* **INSTRUCTIONS TO FOLLOW**:
Copy, character for character, the lines from the one containing "target: **business jet nose cone**" through the last line below, both included, and nothing else.

:: PROVIDED MATERIAL

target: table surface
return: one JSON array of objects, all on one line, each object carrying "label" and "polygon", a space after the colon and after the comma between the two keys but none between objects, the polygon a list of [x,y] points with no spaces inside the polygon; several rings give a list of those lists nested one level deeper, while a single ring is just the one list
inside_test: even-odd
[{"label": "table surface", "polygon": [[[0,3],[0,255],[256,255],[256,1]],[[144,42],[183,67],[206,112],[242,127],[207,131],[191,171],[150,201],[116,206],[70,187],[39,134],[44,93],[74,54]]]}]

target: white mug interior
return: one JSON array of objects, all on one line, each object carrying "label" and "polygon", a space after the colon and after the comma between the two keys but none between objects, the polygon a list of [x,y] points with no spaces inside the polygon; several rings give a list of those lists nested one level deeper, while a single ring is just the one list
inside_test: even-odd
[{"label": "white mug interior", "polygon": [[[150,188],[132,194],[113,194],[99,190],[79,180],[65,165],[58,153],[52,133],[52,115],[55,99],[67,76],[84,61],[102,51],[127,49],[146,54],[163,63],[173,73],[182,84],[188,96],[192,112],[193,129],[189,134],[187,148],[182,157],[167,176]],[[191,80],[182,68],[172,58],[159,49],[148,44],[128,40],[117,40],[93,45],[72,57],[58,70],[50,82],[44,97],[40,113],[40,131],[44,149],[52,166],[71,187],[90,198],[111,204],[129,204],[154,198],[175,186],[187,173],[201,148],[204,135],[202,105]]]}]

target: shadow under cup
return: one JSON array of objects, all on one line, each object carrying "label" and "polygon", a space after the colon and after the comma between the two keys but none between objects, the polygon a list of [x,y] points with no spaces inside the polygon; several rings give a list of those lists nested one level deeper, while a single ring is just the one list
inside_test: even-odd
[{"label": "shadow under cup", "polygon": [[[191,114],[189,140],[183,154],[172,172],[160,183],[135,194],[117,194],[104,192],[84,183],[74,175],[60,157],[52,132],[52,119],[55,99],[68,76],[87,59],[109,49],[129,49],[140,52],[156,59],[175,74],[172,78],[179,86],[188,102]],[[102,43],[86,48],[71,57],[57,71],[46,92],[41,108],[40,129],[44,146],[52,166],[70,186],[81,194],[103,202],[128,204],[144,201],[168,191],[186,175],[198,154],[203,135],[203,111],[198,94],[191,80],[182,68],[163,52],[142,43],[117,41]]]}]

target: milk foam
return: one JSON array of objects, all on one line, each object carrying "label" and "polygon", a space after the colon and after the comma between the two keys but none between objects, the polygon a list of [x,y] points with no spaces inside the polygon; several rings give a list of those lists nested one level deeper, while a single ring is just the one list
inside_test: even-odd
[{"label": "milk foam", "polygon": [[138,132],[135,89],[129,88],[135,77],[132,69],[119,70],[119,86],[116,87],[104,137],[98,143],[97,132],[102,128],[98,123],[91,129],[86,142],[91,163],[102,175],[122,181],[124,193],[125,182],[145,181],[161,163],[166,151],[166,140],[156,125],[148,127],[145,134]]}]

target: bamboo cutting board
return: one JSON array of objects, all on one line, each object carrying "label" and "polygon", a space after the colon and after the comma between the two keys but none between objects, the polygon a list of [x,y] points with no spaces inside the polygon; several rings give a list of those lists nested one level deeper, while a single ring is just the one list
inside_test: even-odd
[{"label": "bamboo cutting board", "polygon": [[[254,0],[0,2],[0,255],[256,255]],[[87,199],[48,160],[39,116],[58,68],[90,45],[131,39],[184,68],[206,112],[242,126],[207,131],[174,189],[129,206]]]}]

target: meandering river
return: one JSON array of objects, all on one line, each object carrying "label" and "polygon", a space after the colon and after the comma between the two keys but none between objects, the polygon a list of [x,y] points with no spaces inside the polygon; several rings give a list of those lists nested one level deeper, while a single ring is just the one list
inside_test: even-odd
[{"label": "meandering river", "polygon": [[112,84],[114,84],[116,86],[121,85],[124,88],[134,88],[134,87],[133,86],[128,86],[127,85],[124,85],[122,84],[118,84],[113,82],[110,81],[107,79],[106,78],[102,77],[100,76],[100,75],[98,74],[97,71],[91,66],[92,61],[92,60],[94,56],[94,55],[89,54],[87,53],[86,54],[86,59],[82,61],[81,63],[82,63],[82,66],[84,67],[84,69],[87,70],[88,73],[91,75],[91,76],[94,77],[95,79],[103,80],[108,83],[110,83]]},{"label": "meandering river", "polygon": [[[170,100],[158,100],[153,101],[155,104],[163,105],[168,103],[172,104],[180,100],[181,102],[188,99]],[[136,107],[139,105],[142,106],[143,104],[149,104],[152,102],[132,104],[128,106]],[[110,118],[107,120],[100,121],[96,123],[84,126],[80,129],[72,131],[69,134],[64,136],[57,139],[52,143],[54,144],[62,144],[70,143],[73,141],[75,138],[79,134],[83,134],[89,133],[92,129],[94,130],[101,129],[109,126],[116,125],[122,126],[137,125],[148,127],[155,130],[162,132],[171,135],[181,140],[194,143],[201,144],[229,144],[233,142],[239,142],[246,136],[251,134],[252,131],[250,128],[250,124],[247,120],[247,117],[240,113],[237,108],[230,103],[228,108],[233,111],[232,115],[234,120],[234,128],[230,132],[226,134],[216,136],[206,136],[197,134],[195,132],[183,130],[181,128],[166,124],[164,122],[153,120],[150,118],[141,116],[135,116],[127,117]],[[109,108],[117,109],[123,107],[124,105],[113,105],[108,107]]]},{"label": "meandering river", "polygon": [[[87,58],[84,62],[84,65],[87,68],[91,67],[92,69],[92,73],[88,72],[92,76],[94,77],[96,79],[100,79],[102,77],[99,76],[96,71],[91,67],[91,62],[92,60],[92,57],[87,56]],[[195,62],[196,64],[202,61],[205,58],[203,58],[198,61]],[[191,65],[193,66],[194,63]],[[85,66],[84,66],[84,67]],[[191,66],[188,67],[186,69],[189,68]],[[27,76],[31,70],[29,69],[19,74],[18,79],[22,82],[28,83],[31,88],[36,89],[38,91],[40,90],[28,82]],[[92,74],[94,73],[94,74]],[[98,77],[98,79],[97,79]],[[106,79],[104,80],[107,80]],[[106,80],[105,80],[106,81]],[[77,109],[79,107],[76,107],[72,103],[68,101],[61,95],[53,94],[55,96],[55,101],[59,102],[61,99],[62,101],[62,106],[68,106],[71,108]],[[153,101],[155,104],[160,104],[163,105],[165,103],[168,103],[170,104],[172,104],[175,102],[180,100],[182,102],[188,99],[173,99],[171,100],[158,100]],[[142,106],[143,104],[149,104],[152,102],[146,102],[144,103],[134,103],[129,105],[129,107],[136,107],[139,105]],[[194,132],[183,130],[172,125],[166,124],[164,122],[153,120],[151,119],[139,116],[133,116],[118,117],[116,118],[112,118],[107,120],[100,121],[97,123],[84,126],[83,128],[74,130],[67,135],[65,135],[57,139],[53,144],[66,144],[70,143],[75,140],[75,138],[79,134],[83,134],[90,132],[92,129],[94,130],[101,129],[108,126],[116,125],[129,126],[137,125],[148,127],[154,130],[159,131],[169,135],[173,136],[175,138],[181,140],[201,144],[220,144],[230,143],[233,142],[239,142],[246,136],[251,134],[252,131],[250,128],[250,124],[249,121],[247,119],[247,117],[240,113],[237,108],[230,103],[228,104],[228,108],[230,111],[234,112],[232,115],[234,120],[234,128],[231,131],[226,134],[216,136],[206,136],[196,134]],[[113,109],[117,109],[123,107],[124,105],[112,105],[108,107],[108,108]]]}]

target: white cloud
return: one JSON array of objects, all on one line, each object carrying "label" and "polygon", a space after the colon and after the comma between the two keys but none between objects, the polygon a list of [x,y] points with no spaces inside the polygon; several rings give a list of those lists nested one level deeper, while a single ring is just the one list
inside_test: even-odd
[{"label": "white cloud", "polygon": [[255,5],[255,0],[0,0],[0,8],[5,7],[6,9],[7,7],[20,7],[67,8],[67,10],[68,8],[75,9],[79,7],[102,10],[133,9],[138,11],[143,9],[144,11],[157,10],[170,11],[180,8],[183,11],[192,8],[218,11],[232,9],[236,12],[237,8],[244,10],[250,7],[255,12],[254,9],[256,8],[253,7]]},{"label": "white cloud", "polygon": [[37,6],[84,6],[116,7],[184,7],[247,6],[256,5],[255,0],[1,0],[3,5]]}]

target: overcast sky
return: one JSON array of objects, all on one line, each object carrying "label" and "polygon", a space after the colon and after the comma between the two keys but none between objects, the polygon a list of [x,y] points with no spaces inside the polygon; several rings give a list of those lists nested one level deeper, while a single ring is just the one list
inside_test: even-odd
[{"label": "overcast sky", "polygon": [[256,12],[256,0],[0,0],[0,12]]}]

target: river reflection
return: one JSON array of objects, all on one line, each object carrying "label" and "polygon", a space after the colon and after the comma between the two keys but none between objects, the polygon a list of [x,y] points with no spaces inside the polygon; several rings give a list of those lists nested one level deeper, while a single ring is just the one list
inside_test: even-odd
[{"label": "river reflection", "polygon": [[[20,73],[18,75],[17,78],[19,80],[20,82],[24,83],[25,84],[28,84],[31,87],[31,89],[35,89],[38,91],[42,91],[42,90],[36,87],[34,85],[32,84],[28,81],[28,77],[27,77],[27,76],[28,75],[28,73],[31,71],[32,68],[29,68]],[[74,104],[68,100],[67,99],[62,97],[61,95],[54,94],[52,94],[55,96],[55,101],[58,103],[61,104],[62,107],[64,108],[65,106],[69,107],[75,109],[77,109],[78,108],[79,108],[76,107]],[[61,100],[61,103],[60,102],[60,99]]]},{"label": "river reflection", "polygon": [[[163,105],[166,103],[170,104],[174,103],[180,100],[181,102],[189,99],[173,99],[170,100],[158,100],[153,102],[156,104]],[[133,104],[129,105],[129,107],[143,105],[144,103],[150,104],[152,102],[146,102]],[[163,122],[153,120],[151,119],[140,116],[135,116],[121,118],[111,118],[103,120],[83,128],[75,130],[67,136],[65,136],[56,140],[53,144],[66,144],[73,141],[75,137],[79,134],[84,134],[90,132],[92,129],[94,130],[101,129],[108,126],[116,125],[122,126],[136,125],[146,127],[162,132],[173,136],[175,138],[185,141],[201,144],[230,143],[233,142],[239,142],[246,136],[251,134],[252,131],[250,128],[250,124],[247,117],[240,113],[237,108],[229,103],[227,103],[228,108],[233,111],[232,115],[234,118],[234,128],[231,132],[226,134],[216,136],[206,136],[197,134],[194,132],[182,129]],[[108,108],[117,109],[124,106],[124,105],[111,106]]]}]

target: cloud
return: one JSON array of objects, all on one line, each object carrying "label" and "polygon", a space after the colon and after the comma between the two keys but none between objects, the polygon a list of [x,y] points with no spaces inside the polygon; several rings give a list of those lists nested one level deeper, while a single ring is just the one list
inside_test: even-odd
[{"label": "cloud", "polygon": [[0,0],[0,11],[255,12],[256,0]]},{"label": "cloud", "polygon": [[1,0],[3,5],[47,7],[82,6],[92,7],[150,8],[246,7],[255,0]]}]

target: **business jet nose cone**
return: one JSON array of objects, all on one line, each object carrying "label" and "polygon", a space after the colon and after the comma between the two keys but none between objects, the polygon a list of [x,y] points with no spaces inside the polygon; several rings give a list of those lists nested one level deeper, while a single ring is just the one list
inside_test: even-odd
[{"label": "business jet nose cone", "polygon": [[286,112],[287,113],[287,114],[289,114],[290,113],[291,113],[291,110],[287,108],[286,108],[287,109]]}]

::::

* **RESPONSE BELOW**:
target: **business jet nose cone**
return: one JSON array of objects, all on one line, each object carrying "label" and "polygon", a space after the colon and after the comma between the two keys but none between objects, the polygon a list of [x,y] points with no spaces inside the polygon; several rings give a list of those lists nested one level deeper, while a single ring is just the one list
inside_test: even-odd
[{"label": "business jet nose cone", "polygon": [[286,112],[287,113],[287,114],[289,114],[290,113],[291,113],[291,110],[287,108],[286,108],[287,109]]}]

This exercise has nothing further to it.